Tags: money debt loan

There’s no particular reason why the new year ushers in change for so many people. It’s an arbitrary designation, and nothing really changes when the clock strikes midnight on January 1st.

But much like moving to a new city, starting a new job or making new friends, a new year can provide the spark we need to make some adjustments. Sometimes all we need to start fresh is a good excuse, and it doesn’t have to be anything more complicated than a change in the calendar year.

If you’re looking to make 2017 a more lucrative year than 2016, consider these financial tips.

File Your Taxes Sooner

The official tax deadline isn’t until April 18 (an extra few days this year!), but that doesn’t mean you should wait that long to start the process. Tax expert and blogger Kay Bell of Don’t Mess with Taxes recommends filing taxes sooner rather than later.

“That way if you get a refund, it’s in your bank account, invested or paying down Debt sooner,” she said.

You can file your taxes as soon as January 23, 2017. Even if you don’t file in January, organizing your documents early will make tax time much less stressful. Take a look at our tax refund calendar if you want an estimate of when you could get your tax refund based on when you file.

Find Ways to Make Extra Money

Blogger Michelle Schroeder-Gardner of Making Sense of Cents recommends finding new ways to earn more Money in 2017.

Problem statement ::
Can you repeat the financial tips passage, beginning at the words "Tags: money debt" and stopping after "rather than later.", but switching "new job" to "new school"?

Record set ::
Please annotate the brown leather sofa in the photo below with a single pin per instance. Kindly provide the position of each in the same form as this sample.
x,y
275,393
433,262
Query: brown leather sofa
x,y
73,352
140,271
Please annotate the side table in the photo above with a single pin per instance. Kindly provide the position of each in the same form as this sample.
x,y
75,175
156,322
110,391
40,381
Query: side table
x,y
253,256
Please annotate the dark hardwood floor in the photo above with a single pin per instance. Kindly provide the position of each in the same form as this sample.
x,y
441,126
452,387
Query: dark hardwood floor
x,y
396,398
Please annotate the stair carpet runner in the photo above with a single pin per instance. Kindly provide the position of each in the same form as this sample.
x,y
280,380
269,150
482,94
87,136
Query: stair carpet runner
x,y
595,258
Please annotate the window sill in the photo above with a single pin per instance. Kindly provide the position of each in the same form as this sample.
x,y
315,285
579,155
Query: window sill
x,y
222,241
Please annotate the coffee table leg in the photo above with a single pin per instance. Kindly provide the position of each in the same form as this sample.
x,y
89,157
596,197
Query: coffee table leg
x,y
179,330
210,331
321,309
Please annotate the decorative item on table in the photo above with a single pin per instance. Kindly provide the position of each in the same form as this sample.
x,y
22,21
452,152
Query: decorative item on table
==
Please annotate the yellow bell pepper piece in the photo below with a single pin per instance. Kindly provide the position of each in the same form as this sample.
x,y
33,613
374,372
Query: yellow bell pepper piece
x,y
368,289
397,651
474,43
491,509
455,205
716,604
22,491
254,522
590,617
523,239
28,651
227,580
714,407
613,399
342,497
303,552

Answer for the task ::
Tags: money debt loan

There’s no particular reason why the new year ushers in change for so many people. It’s an arbitrary designation, and nothing really changes when the clock strikes midnight on January 1st.

But much like moving to a new city, starting a new school or making new friends, a new year can provide the spark we need to make some adjustments. Sometimes all we need to start fresh is a good excuse, and it doesn’t have to be anything more complicated than a change in the calendar year.

If you’re looking to make 2017 a more lucrative year than 2016, consider these financial tips.

File Your Taxes Sooner

The official tax deadline isn’t until April 18 (an extra few days this year!), but that doesn’t mean you should wait that long to start the process. Tax expert and blogger Kay Bell of Don’t Mess with Taxes recommends filing taxes sooner rather than later.